----- Data extract -----

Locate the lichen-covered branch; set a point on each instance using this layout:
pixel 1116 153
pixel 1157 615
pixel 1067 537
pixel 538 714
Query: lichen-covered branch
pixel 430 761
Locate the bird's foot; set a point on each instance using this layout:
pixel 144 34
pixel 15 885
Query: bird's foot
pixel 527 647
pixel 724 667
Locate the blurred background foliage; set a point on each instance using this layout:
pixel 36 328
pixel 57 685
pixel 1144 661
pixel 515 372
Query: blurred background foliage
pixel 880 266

-----
----- Data extract -----

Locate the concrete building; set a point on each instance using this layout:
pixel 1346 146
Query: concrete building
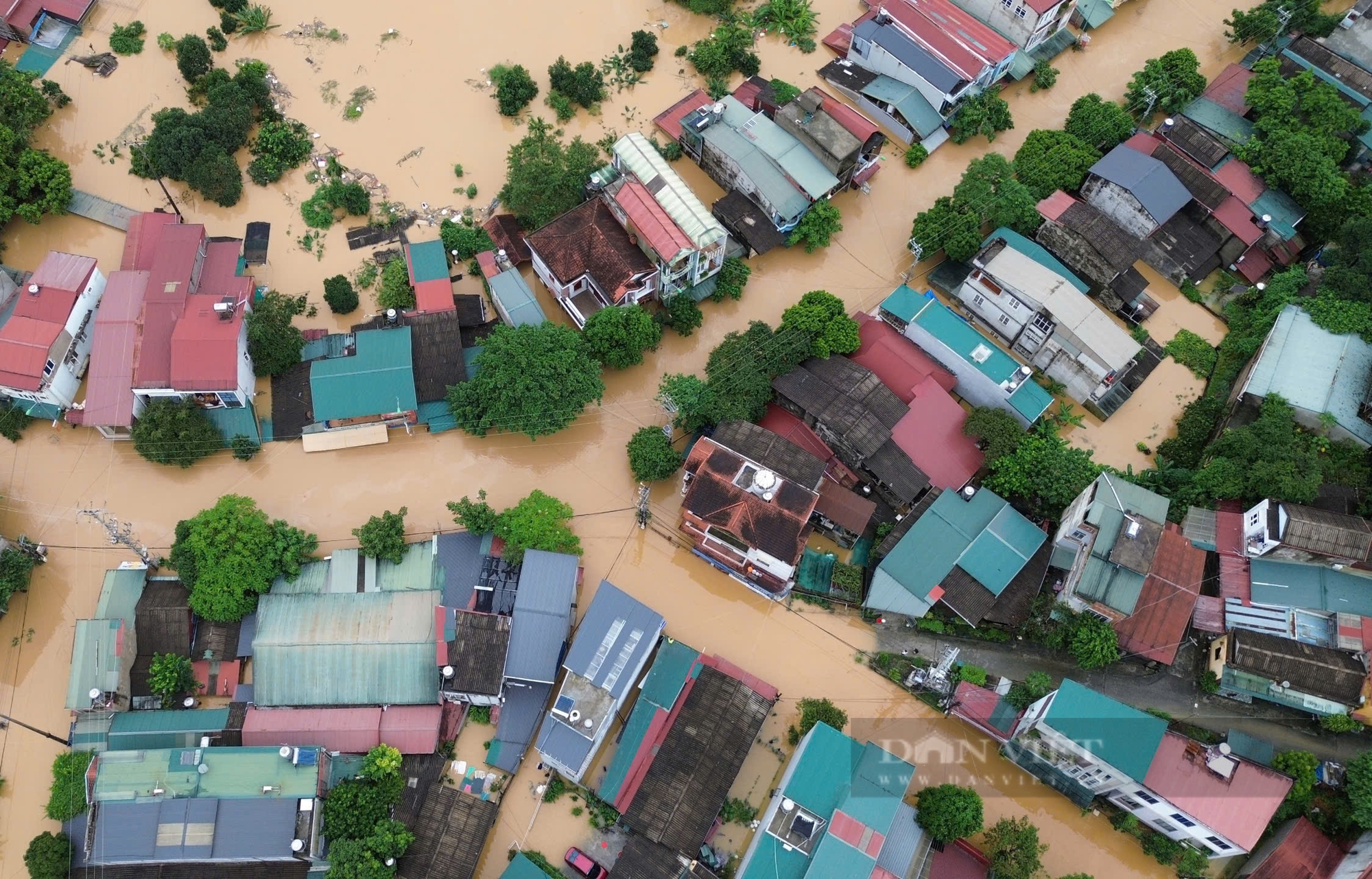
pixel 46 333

-----
----- Data extract -----

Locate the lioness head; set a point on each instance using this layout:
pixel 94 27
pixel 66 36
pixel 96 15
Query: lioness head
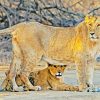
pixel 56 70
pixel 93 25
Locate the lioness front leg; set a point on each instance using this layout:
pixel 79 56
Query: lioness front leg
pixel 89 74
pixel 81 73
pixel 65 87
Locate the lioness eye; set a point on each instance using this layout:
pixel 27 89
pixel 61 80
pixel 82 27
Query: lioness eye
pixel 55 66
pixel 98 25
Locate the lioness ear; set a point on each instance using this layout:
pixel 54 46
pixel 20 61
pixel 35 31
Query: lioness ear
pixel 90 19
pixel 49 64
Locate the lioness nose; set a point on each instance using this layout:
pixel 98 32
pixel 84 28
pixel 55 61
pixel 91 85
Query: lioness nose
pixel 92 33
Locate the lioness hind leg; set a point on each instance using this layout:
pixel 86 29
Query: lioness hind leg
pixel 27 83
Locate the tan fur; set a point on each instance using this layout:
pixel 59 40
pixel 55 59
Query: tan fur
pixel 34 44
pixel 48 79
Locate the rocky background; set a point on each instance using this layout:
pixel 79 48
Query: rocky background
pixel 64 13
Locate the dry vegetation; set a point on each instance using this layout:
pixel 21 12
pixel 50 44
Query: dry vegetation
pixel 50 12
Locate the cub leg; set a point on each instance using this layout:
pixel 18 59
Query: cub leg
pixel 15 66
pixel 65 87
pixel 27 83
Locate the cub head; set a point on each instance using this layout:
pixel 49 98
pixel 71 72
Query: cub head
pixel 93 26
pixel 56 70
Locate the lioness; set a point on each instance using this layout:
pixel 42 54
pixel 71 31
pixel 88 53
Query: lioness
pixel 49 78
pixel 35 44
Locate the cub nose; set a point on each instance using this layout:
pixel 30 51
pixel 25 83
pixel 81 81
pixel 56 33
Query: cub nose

-----

Please turn the material above into a Markdown table with the columns Row and Line, beginning at the line that has "Locate the concrete" and stopping after the line that has "pixel 46 333". Leave out blank lines and the pictures.

> [In response]
| Row | Line |
|---|---|
| 1 | Locate the concrete building; set a point on each instance using this layout: |
| 2 | pixel 1346 146 |
| 3 | Query: concrete building |
| 4 | pixel 46 333 |